Directions for this task
Each entry below needs to be retyped exactly as given.

**** The data ****

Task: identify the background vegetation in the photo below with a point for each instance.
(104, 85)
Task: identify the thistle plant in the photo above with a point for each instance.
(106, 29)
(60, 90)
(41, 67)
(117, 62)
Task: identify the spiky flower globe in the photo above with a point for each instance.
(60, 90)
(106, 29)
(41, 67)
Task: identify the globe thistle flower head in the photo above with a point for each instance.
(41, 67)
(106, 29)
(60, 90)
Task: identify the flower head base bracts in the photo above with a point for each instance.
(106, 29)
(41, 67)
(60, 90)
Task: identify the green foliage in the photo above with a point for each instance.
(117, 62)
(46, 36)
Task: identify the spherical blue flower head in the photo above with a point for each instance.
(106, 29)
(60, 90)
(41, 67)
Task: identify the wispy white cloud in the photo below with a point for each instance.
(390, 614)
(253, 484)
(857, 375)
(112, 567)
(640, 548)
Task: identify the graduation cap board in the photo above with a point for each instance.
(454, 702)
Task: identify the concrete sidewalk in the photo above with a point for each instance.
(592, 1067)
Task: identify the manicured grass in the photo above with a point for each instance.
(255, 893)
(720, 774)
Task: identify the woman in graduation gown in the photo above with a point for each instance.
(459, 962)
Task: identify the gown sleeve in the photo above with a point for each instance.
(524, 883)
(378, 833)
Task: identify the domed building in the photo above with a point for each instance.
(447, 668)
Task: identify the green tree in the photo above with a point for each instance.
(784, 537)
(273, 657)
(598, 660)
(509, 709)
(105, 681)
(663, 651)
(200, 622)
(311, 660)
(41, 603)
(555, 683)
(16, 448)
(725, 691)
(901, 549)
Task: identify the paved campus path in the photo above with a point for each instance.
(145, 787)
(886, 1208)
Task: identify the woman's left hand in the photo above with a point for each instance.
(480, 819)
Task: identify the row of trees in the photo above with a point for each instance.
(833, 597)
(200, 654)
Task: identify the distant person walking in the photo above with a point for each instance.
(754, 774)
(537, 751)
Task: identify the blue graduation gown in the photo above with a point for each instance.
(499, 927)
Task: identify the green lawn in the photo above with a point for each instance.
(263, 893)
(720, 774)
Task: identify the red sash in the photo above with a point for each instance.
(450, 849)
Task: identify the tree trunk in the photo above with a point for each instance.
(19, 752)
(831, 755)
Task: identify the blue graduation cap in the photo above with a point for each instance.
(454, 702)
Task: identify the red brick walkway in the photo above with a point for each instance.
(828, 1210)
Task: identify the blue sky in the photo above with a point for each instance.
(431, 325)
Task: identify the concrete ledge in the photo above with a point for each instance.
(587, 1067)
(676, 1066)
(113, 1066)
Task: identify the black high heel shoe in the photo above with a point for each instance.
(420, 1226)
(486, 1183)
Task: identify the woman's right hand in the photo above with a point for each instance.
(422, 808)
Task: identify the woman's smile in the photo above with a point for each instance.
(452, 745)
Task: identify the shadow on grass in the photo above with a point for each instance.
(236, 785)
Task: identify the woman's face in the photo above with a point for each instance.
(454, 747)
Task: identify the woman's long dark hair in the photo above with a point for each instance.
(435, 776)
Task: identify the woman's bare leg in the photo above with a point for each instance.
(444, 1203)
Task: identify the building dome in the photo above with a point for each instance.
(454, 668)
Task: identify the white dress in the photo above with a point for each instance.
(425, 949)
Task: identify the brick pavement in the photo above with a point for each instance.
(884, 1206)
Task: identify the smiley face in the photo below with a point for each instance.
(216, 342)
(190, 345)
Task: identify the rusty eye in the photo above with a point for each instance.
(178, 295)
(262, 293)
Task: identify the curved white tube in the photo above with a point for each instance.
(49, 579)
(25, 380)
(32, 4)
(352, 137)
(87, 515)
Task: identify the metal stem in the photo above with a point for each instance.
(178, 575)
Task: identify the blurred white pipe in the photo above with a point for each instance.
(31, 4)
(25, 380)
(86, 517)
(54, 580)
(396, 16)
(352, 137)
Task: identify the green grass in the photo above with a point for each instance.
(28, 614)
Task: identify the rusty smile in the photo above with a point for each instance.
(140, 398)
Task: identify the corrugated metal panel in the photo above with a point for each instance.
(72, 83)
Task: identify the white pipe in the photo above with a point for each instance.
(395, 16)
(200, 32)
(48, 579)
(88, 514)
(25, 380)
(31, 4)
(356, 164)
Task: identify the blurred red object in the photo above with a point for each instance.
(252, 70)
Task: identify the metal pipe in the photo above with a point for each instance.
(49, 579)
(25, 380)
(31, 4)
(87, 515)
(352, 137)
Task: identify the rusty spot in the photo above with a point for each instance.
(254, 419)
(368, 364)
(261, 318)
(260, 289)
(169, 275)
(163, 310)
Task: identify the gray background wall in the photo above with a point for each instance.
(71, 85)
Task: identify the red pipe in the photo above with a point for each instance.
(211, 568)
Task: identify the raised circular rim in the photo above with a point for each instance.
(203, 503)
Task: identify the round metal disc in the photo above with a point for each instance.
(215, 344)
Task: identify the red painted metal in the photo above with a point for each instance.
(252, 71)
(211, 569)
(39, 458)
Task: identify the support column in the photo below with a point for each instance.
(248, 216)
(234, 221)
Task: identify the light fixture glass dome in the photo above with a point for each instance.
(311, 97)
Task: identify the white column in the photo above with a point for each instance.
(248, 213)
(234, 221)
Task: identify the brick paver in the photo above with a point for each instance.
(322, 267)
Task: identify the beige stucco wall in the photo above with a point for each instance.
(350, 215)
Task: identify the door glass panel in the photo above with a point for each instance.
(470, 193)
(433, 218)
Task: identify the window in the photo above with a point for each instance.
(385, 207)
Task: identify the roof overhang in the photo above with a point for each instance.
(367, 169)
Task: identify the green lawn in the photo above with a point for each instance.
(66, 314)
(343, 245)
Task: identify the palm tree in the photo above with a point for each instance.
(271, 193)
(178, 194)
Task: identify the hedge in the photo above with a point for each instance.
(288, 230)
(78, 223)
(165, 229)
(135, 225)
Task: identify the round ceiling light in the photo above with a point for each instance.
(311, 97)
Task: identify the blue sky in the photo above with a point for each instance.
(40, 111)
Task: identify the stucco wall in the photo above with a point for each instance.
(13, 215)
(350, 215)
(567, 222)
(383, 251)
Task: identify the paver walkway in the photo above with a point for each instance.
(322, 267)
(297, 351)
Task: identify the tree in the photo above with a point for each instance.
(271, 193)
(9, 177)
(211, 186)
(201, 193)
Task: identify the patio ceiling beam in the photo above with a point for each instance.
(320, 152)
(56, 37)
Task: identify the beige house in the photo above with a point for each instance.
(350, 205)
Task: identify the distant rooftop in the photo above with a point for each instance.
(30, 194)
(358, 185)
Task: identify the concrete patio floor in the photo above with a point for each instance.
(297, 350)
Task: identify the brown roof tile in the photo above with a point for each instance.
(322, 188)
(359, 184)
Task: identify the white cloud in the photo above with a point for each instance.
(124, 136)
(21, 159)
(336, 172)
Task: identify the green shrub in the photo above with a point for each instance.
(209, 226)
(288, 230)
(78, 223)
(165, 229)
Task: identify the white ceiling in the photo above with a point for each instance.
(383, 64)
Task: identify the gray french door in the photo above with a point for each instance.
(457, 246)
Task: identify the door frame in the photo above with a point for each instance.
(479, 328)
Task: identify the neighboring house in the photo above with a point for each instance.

****

Answer box
Task: identify the background vegetation in the photo below with a point for each instance.
(104, 85)
Task: identify the thistle plant in the photo above with a point for each instance.
(106, 29)
(60, 90)
(41, 67)
(117, 62)
Task: identify the spiky flower globe in the photo above with a point for each instance.
(60, 90)
(106, 29)
(41, 67)
Task: identify the globe thistle flower head in the photo above with a point for each instance.
(41, 67)
(106, 29)
(60, 90)
Task: identify the flower head base bracts in the photo above with a point for each instance.
(106, 29)
(41, 67)
(60, 90)
Task: identify the green foliage in the photo above with a point for each instance.
(117, 62)
(46, 36)
Task: identify the spherical blue flower head in the photo above with a point for each instance.
(106, 29)
(60, 90)
(41, 67)
Task: identify the wispy white cloud in the photo below with a point for each instance.
(390, 614)
(253, 484)
(857, 375)
(112, 567)
(640, 548)
Task: identify the graduation cap board in the photo above with a point for each instance.
(454, 702)
Task: identify the concrete sidewalk in the photo above with a point for each instance.
(592, 1067)
Task: identify the manicured grass in the photo above with a point for each instance.
(255, 893)
(720, 774)
Task: identify the woman in graduation gown in the photo above with a point for each instance.
(459, 962)
Task: identify the gown sleeve in the photo above with a point for each instance.
(524, 883)
(378, 833)
Task: identify the domed building in the photo above with a point for each instance.
(447, 668)
Task: identify the green tree in the photo above with a point for each instance.
(784, 537)
(273, 657)
(598, 660)
(509, 709)
(105, 681)
(663, 651)
(200, 622)
(311, 660)
(41, 603)
(555, 683)
(16, 448)
(725, 691)
(901, 549)
Task: identify the paved campus path in the photo above with a point for each instance.
(145, 787)
(886, 1208)
Task: identify the woman's left hand in the photo above with a point for each instance.
(480, 819)
Task: identify the row of trees in the photo above with a point for each instance.
(833, 597)
(200, 654)
Task: identify the distant person walking in the photo above with a point for each instance.
(754, 774)
(537, 751)
Task: identify the blue graduation gown in the photo above with a point for each instance.
(499, 927)
Task: identify the green lawn in the photo above with a point for each instance.
(263, 893)
(720, 774)
Task: identify the red sash in the photo above with a point for each instance.
(450, 849)
Task: identify the tree trunk in the photo above with a point for each instance.
(19, 752)
(831, 755)
Task: identify the blue graduation cap in the photo above with a point for each instance.
(454, 702)
Task: identify the red brick walkway in the photo above with a point for each instance.
(828, 1210)
Task: identify the blue sky in the photo above with a point for each instance.
(431, 325)
Task: identify the concrete ledge in the photo above with a point for each instance.
(587, 1067)
(676, 1066)
(113, 1066)
Task: identify the black high heel shoe in the photo above with a point for each instance.
(420, 1226)
(486, 1183)
Task: identify the woman's right hand in the photo above with a point for each instance.
(422, 808)
Task: identify the woman's smile in the photo above with a point for each instance.
(452, 745)
Task: identify the shadow on grass in the photo above with a point for each instance.
(236, 785)
Task: identify the woman's face in the photo above with a point for each instance.
(454, 747)
Task: identify the woman's long dark hair in the photo above with a point for each instance.
(435, 776)
Task: identify the woman's bare leg in the photo above with a point for each instance.
(444, 1203)
Task: identify the building dome in the photo above with a point for each instance.
(454, 668)
Task: identify the white dress in the photo above with a point for each instance.
(425, 949)
Task: identify the brick pavement in the photo above with a point for each instance.
(884, 1206)
Task: identify the smiley face in the photo below with a point for each instance.
(216, 342)
(190, 345)
Task: identify the rusty eye in the photo above with a point for each instance.
(178, 295)
(262, 293)
Task: identify the curved white tube in the photo above with a point for each instance.
(49, 579)
(25, 380)
(32, 4)
(352, 137)
(87, 515)
Task: identify the metal stem in the photo above with a point for each instance.
(178, 575)
Task: identify the blurred white pipe in the photo above with a point for each instance.
(31, 4)
(25, 380)
(86, 517)
(54, 580)
(396, 16)
(352, 137)
Task: identify the green grass in the photo above with a point for each instance.
(28, 614)
Task: identify the rusty smile in the photo above with a point for each instance.
(140, 398)
Task: identify the corrugated metal panel in the photo above with a point for each instance.
(72, 83)
Task: identify the white pipe in the photo above with a point for each instance.
(395, 16)
(200, 32)
(48, 579)
(88, 514)
(25, 380)
(31, 4)
(356, 164)
Task: identify the blurred red object in the photo above with a point for each instance.
(252, 70)
Task: identify the metal pipe in the photo above with a point for each instance.
(49, 579)
(25, 380)
(31, 4)
(87, 515)
(352, 137)
Task: identify the rusty spot in the photo above with a point for each instance.
(254, 419)
(368, 364)
(261, 318)
(260, 289)
(169, 275)
(163, 310)
Task: identify the gray background wall in the photo above with a point for each instance.
(71, 85)
Task: identify the red pipe in the photo above with a point for each instance.
(211, 568)
Task: identify the raised circular rim in the photo above with a point for each instance.
(203, 503)
Task: identify the round metal disc in the photo above with a point for each instance.
(215, 344)
Task: identify the red painted metal in the photo above with a point for each instance.
(252, 71)
(211, 569)
(39, 458)
Task: identify the support column in the photo below with a point for each instance.
(248, 216)
(234, 221)
Task: identify the light fixture glass dome in the photo above with a point for each instance.
(311, 97)
Task: identify the white column in the photo above with a point for each instance.
(248, 213)
(234, 221)
Task: identify the brick paver in the photo above with a point for each instance.
(322, 267)
Task: identify the beige stucco wall in the photo above with a point for each instance.
(350, 215)
Task: identify the door glass panel in the photo above with a point for each instance.
(470, 193)
(433, 218)
Task: identify the window in the photo above with a point for each instance.
(385, 207)
Task: identify the roof overhang in the photo above with a point for each instance.
(367, 169)
Task: identify the green lawn in the photo above with a point for each instance.
(66, 314)
(343, 245)
Task: identify the palm tree in the photo above with a point for each instance.
(271, 193)
(178, 194)
Task: identify the hedge in the photo above with a point for each instance.
(288, 230)
(78, 223)
(165, 229)
(135, 225)
Task: identify the round ceiling light in the photo above with a point for each instance.
(311, 97)
Task: identify the blue sky in the photo above with a point for each instance.
(40, 111)
Task: identify the stucco wall in the photo above with a point for each instance.
(13, 215)
(350, 215)
(567, 222)
(383, 251)
Task: identify the paver walkway in the photo above with a point for each instance.
(322, 267)
(297, 351)
Task: identify the tree in the photo above with a point for each instance.
(271, 193)
(9, 177)
(211, 186)
(201, 193)
Task: identify the patio ceiling beam in the photo above with a point for each instance.
(320, 152)
(56, 37)
Task: identify the beige house in the photo above with a point for each instance.
(350, 205)
Task: identify the distant rooftop in the photo above with a point for each instance.
(30, 194)
(358, 185)
Task: identify the concrete patio floor in the photo above with a point for each instance.
(297, 350)
Task: identify the brown roof tile in the photo above with a point for each instance.
(322, 188)
(359, 184)
Task: identify the white cloud in the photo above with a point for each instance.
(124, 136)
(21, 159)
(336, 172)
Task: identify the green shrub in the photo above with a point for each instance.
(209, 226)
(288, 230)
(78, 223)
(165, 229)
Task: identify the white ceiling in the photo above with a point for each instance.
(383, 64)
Task: identify the gray french door in the photo above with a point for each instance.
(457, 246)
Task: identify the door frame in the photo above with a point for each instance.
(479, 328)
Task: identify the neighboring house in the photo above with a point for each instance.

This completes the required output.